━━━━━ Source data ━━━━━

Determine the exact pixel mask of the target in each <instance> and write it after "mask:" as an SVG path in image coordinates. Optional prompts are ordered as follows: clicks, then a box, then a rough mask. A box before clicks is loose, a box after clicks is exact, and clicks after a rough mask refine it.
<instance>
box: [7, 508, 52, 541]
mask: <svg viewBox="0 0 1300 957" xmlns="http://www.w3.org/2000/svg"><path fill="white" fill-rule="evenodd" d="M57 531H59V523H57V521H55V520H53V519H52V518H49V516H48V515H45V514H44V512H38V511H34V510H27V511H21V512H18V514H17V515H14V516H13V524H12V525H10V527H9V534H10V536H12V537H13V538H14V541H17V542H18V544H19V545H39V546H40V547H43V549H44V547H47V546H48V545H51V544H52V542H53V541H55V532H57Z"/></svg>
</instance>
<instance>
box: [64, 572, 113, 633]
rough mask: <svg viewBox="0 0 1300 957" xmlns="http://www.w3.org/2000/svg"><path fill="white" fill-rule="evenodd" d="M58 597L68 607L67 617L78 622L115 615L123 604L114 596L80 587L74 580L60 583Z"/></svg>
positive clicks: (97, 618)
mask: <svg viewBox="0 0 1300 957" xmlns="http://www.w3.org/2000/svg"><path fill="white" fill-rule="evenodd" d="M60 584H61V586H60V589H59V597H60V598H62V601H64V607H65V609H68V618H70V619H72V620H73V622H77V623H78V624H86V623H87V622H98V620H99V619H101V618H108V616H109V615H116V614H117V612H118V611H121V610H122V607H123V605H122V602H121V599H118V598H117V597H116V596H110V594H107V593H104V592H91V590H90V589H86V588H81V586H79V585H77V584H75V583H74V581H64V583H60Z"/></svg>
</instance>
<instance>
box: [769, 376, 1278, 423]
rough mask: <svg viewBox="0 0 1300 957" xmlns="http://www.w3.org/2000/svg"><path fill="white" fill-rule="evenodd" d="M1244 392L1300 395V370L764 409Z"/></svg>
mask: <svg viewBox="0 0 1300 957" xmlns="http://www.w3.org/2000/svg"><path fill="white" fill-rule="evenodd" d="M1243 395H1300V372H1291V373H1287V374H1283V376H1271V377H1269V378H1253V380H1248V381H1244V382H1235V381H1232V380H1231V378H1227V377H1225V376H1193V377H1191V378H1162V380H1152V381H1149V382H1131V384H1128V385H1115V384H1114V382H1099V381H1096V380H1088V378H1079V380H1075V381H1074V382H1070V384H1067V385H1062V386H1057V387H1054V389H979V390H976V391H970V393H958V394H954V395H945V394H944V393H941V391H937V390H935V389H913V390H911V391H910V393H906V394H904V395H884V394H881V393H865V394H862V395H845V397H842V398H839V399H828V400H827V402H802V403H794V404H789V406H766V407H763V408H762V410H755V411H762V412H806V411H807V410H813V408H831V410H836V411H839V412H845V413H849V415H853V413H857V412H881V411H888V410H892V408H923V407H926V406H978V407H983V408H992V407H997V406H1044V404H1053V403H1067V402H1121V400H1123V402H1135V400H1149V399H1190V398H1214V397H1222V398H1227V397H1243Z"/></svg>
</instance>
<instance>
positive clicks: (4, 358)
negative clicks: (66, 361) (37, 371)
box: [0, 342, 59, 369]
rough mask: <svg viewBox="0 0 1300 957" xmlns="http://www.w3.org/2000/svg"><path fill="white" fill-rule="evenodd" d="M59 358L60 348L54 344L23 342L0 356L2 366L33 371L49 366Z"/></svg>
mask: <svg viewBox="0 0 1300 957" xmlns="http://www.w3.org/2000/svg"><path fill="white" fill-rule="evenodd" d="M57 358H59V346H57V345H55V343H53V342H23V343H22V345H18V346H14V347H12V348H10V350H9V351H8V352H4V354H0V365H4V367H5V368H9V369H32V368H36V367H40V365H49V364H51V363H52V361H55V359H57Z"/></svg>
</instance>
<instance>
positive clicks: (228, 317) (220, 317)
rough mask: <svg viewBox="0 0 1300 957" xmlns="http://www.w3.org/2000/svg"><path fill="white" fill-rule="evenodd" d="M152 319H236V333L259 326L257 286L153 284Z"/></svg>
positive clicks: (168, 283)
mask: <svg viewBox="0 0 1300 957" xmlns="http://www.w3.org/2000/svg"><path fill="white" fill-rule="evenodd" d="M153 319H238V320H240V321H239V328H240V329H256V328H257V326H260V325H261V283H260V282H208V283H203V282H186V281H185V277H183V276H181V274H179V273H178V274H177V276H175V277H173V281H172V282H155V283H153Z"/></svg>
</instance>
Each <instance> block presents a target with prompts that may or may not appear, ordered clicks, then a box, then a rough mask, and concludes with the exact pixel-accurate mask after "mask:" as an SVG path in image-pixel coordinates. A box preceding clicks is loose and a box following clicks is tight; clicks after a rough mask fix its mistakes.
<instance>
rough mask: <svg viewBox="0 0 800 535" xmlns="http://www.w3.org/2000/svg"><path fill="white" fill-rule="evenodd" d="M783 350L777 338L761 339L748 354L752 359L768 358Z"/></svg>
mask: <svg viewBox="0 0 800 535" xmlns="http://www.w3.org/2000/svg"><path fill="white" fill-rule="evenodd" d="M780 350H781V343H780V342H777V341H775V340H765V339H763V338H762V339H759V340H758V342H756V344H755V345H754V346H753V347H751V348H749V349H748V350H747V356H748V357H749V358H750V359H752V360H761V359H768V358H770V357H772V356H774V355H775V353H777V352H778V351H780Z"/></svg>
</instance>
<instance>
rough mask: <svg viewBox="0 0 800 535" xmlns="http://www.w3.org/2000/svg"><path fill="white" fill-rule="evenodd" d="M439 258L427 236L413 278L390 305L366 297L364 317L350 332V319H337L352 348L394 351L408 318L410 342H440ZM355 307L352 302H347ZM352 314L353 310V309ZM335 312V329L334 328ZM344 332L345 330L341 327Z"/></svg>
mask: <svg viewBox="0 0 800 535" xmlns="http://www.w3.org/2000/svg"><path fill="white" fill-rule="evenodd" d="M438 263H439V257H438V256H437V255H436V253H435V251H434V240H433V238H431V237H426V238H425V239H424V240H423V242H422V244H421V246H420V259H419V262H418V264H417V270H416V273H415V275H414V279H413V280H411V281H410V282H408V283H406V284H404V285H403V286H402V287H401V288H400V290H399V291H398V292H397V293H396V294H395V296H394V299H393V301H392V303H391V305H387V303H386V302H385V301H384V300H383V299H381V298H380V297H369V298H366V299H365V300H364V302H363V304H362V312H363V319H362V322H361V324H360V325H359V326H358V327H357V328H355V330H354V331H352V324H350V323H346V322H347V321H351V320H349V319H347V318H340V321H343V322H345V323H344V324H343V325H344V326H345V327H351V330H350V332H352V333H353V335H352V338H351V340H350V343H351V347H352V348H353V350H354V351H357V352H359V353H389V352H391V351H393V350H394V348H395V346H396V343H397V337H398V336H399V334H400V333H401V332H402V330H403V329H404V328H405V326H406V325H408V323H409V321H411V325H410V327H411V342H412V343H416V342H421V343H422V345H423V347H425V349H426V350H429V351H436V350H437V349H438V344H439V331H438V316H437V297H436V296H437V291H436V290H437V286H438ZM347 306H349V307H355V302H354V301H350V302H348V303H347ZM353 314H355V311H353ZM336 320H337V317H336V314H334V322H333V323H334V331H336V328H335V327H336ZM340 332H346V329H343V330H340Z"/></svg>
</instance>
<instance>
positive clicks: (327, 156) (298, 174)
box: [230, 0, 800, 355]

━━━━━

• What to work on:
You are asked to copy all of the entries above exactly.

• Your solution:
Determine the exact pixel mask of the target in each <instance> and write it after "mask:" as an SVG path in image coordinates. Optional prompts are ordered as follows: clicks, then a box, then a rough mask. A box before clicks is loose, a box after clicks is exact, and clicks after a rough mask refine it.
<instance>
box: [7, 508, 52, 541]
mask: <svg viewBox="0 0 1300 957" xmlns="http://www.w3.org/2000/svg"><path fill="white" fill-rule="evenodd" d="M57 531H59V523H57V521H55V520H53V519H52V518H49V516H48V515H45V514H44V512H38V511H34V510H27V511H21V512H18V514H17V515H14V516H13V524H12V525H10V527H9V534H10V536H12V537H13V538H14V541H17V542H18V544H19V545H39V546H40V547H43V549H44V547H47V546H48V545H51V544H52V542H53V541H55V532H57Z"/></svg>
</instance>
<instance>
box: [64, 572, 113, 633]
rough mask: <svg viewBox="0 0 1300 957" xmlns="http://www.w3.org/2000/svg"><path fill="white" fill-rule="evenodd" d="M58 597L68 607L67 617L78 622L115 615L123 604L114 596L80 587L74 580L60 583Z"/></svg>
positive clicks: (97, 618)
mask: <svg viewBox="0 0 1300 957" xmlns="http://www.w3.org/2000/svg"><path fill="white" fill-rule="evenodd" d="M60 584H61V586H60V589H59V597H60V598H62V601H64V607H65V609H68V618H70V619H72V620H73V622H77V623H78V624H86V623H87V622H98V620H99V619H101V618H108V616H109V615H116V614H117V612H118V611H121V610H122V607H123V605H122V602H121V599H118V598H117V597H116V596H110V594H107V593H104V592H91V590H90V589H86V588H81V586H79V585H77V584H75V583H74V581H64V583H60Z"/></svg>
</instance>
<instance>
box: [769, 376, 1278, 423]
rough mask: <svg viewBox="0 0 1300 957" xmlns="http://www.w3.org/2000/svg"><path fill="white" fill-rule="evenodd" d="M1244 392L1300 395V370L764 409Z"/></svg>
mask: <svg viewBox="0 0 1300 957" xmlns="http://www.w3.org/2000/svg"><path fill="white" fill-rule="evenodd" d="M1243 395H1300V372H1291V373H1287V374H1283V376H1271V377H1269V378H1253V380H1248V381H1244V382H1235V381H1232V380H1231V378H1227V377H1225V376H1193V377H1191V378H1162V380H1152V381H1149V382H1131V384H1128V385H1115V384H1114V382H1099V381H1096V380H1088V378H1079V380H1075V381H1074V382H1070V384H1067V385H1062V386H1057V387H1054V389H979V390H976V391H970V393H958V394H954V395H945V394H944V393H941V391H937V390H935V389H913V390H911V391H910V393H906V394H904V395H884V394H881V393H865V394H862V395H845V397H842V398H839V399H828V400H827V402H802V403H794V404H789V406H766V407H763V408H762V410H755V411H762V412H806V411H807V410H813V408H831V410H836V411H839V412H845V413H849V415H853V413H857V412H881V411H888V410H892V408H923V407H926V406H978V407H983V408H992V407H997V406H1044V404H1053V403H1067V402H1121V400H1123V402H1135V400H1149V399H1190V398H1214V397H1222V398H1227V397H1243Z"/></svg>
</instance>
<instance>
positive clicks: (4, 358)
negative clicks: (66, 361) (37, 371)
box: [0, 342, 59, 369]
rough mask: <svg viewBox="0 0 1300 957" xmlns="http://www.w3.org/2000/svg"><path fill="white" fill-rule="evenodd" d="M59 358L60 348L54 344L23 342L0 356L2 366L33 371L49 366Z"/></svg>
mask: <svg viewBox="0 0 1300 957" xmlns="http://www.w3.org/2000/svg"><path fill="white" fill-rule="evenodd" d="M57 358H59V346H57V345H55V343H53V342H23V343H22V345H18V346H14V347H12V348H10V350H9V351H8V352H4V354H0V365H4V367H5V368H9V369H32V368H36V367H40V365H49V364H51V363H52V361H55V359H57Z"/></svg>
</instance>
<instance>
positive clicks: (228, 317) (220, 317)
rough mask: <svg viewBox="0 0 1300 957" xmlns="http://www.w3.org/2000/svg"><path fill="white" fill-rule="evenodd" d="M152 319H236V333L259 326L257 286L153 284Z"/></svg>
positive clicks: (168, 283)
mask: <svg viewBox="0 0 1300 957" xmlns="http://www.w3.org/2000/svg"><path fill="white" fill-rule="evenodd" d="M153 319H238V320H240V321H239V328H240V329H256V328H257V326H260V325H261V283H260V282H208V283H203V282H186V281H185V277H183V276H181V274H179V273H178V274H177V276H175V277H173V281H172V282H155V283H153Z"/></svg>
</instance>
Each <instance> block presents a target with prompts that may or may not appear, ordered clicks, then a box, then a rough mask, and concludes with the exact pixel-accurate mask after "mask:" as an SVG path in image-pixel coordinates. A box preceding clicks is loose and a box following clicks is tight; clicks after a rough mask fix its mistakes.
<instance>
rough mask: <svg viewBox="0 0 800 535" xmlns="http://www.w3.org/2000/svg"><path fill="white" fill-rule="evenodd" d="M783 350L777 338L761 339L748 354L752 359L768 358Z"/></svg>
mask: <svg viewBox="0 0 800 535" xmlns="http://www.w3.org/2000/svg"><path fill="white" fill-rule="evenodd" d="M780 350H781V343H780V342H777V341H775V340H765V339H763V338H762V339H759V340H758V342H756V344H755V345H754V346H753V347H751V348H749V349H748V350H747V356H748V357H749V358H750V359H752V360H761V359H768V358H770V357H772V356H774V355H775V353H777V352H778V351H780Z"/></svg>
</instance>
<instance>
rough mask: <svg viewBox="0 0 800 535" xmlns="http://www.w3.org/2000/svg"><path fill="white" fill-rule="evenodd" d="M439 258L427 236L413 278L390 305L366 297L364 317L350 332V319H337L352 348L394 351L408 318L410 342H440ZM355 307L352 302H347ZM352 314L353 310V309ZM335 312V329L334 328ZM344 332L345 330L341 327Z"/></svg>
mask: <svg viewBox="0 0 800 535" xmlns="http://www.w3.org/2000/svg"><path fill="white" fill-rule="evenodd" d="M438 263H439V257H438V256H437V255H436V253H435V251H434V240H433V238H431V237H426V238H425V239H424V240H423V242H422V244H421V246H420V259H419V262H418V264H417V270H416V273H415V275H414V279H413V280H411V281H410V282H408V283H406V284H404V285H403V286H402V287H401V288H400V290H399V291H398V292H397V293H396V294H395V296H394V299H393V301H392V303H391V305H387V303H386V302H385V301H384V300H383V299H381V298H380V297H369V298H366V299H365V300H364V302H363V304H362V312H363V319H362V322H361V324H360V325H359V326H358V327H357V328H355V330H354V331H352V324H350V323H346V322H347V321H351V320H349V319H347V318H340V321H343V322H345V323H344V324H343V325H344V326H345V327H351V330H350V332H352V333H353V335H352V338H351V340H350V343H351V347H352V348H353V350H354V351H357V352H359V353H389V352H391V351H393V350H394V348H395V346H396V343H397V337H398V336H399V334H400V333H401V332H402V330H403V329H404V328H405V326H406V325H408V323H409V321H411V325H410V327H411V342H412V343H416V342H421V343H422V345H423V347H425V349H426V350H429V351H436V350H437V349H438V344H439V331H438V316H437V297H436V296H437V291H436V290H437V286H438ZM347 306H349V307H355V302H354V301H350V302H348V303H347ZM353 314H355V311H353ZM336 320H337V317H336V314H334V322H333V323H334V331H336V328H335V327H336ZM340 332H346V329H343V330H340Z"/></svg>
</instance>
<instance>
positive clicks: (327, 156) (298, 174)
box: [230, 0, 800, 355]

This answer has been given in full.